### Records for the exercise:
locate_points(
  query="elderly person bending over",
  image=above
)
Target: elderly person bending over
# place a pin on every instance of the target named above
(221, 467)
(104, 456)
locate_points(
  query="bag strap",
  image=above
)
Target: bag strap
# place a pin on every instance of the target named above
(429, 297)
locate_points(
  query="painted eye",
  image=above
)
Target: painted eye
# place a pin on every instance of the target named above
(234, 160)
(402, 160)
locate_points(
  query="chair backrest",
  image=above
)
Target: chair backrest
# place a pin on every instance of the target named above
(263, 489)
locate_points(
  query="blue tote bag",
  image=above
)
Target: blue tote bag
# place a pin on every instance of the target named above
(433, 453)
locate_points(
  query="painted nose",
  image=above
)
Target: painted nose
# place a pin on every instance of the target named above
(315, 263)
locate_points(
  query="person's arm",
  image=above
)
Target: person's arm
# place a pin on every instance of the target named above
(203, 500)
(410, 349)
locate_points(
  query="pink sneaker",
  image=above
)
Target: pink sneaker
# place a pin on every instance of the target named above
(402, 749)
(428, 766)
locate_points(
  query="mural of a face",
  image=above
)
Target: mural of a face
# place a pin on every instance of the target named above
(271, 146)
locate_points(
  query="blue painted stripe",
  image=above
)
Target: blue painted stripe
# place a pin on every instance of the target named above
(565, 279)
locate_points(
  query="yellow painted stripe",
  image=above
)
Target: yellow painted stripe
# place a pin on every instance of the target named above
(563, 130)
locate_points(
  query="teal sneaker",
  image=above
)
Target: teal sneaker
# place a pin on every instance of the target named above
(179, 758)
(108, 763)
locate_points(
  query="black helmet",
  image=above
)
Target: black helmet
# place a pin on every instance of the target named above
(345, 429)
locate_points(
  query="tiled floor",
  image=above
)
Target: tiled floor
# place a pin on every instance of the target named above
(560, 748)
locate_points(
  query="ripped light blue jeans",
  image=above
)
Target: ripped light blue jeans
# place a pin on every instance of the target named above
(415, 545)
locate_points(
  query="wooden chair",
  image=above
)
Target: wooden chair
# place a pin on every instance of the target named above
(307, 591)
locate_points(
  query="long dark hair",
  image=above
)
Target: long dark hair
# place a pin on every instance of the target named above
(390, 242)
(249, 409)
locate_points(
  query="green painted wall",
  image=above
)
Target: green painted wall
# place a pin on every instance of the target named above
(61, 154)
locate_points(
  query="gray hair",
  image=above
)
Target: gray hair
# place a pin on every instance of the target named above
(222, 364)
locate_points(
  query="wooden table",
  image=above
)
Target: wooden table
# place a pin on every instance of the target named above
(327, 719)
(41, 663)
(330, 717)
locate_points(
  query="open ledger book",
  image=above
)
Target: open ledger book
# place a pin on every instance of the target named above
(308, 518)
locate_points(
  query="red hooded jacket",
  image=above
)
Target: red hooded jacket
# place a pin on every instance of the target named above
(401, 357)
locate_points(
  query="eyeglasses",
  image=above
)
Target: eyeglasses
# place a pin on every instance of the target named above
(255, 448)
--
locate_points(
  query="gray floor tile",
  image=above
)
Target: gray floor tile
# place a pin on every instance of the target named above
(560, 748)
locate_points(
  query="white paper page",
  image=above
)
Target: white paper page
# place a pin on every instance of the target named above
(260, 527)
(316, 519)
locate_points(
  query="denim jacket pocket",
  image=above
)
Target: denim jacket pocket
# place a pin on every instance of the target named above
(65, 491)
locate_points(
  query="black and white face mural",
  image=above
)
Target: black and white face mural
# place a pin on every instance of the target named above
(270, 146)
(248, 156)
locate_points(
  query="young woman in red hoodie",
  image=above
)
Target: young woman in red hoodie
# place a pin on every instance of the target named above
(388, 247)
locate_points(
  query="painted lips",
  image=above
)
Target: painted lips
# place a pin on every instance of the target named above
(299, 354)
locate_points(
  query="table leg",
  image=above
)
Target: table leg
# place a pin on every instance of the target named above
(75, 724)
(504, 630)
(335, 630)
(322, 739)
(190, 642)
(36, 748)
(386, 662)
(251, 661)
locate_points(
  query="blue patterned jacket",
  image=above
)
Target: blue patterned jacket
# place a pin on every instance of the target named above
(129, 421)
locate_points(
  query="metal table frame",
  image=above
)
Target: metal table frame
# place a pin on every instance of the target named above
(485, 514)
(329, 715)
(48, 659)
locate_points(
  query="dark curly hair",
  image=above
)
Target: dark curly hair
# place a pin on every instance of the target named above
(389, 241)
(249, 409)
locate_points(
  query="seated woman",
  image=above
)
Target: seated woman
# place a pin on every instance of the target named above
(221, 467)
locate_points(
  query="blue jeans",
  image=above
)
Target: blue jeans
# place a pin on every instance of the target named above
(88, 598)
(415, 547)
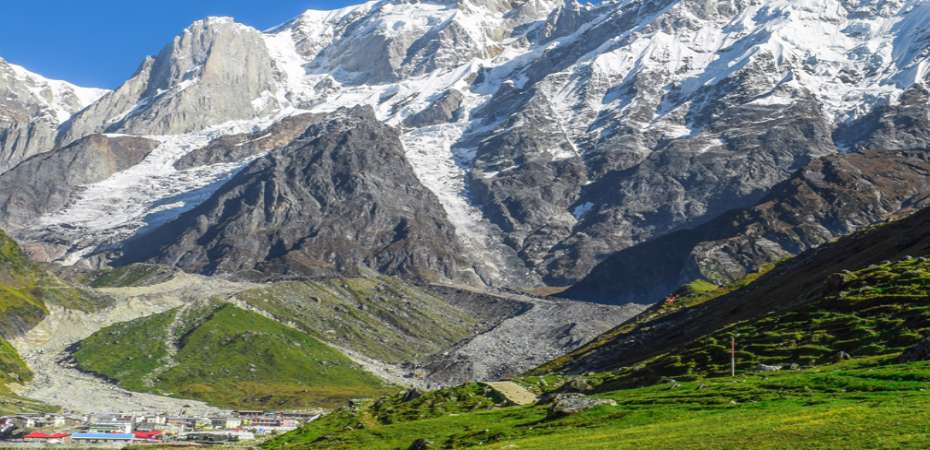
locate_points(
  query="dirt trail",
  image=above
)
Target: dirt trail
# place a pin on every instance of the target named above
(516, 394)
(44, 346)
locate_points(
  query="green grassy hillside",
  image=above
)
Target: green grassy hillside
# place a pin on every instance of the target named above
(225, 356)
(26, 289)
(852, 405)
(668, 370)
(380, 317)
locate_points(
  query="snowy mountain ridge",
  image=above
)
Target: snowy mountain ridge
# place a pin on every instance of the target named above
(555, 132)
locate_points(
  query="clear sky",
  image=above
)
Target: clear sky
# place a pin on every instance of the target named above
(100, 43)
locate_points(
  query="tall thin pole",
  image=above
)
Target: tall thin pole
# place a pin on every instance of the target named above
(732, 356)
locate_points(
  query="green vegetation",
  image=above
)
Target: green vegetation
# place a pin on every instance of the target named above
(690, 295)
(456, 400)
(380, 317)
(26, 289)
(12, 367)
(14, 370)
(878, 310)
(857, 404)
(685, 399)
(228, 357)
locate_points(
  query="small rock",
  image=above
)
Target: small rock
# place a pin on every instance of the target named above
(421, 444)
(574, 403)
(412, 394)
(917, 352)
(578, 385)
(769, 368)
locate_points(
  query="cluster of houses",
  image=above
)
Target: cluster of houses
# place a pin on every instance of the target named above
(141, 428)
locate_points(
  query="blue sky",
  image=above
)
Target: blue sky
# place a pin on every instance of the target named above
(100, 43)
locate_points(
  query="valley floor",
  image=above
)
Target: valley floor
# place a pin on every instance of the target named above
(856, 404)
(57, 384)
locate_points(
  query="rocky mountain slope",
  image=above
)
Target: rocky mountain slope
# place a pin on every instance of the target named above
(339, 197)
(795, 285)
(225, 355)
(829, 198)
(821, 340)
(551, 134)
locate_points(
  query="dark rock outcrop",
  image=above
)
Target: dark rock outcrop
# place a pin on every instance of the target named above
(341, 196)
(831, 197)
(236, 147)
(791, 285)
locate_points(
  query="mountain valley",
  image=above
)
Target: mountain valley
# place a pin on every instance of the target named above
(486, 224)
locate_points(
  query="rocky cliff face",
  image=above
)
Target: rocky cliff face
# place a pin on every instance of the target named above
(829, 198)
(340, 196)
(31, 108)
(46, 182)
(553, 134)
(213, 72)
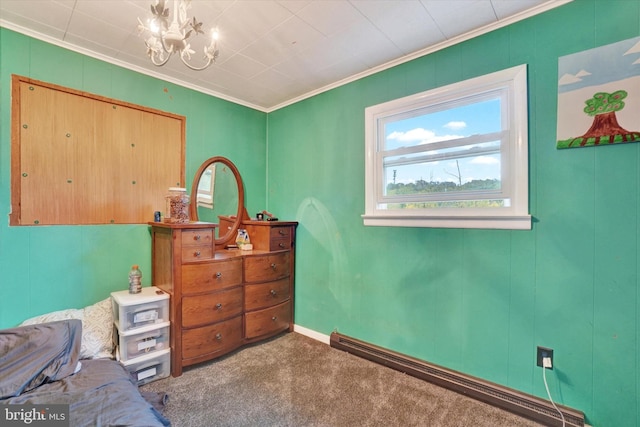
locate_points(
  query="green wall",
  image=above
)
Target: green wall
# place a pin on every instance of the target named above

### Work to complete:
Check each line of the records for the word "mural" and extract those that contain it.

### Your solution:
  query="mural of a face",
Target: mural of a face
  query="black and white face mural",
Target: black and white face mural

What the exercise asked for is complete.